> _Exercise details_: In your copy, leave out the pictures and repeat the entries below exactly.

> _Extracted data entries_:
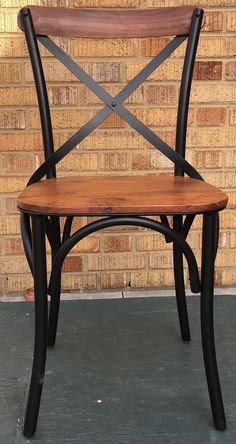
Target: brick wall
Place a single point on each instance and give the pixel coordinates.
(128, 257)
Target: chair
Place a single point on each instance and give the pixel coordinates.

> _Response_:
Target: brick wall
Place a single point on each instance and give the pixel coordinates.
(128, 257)
Target: chair
Place a single point on each instance and give the pixel coordinates.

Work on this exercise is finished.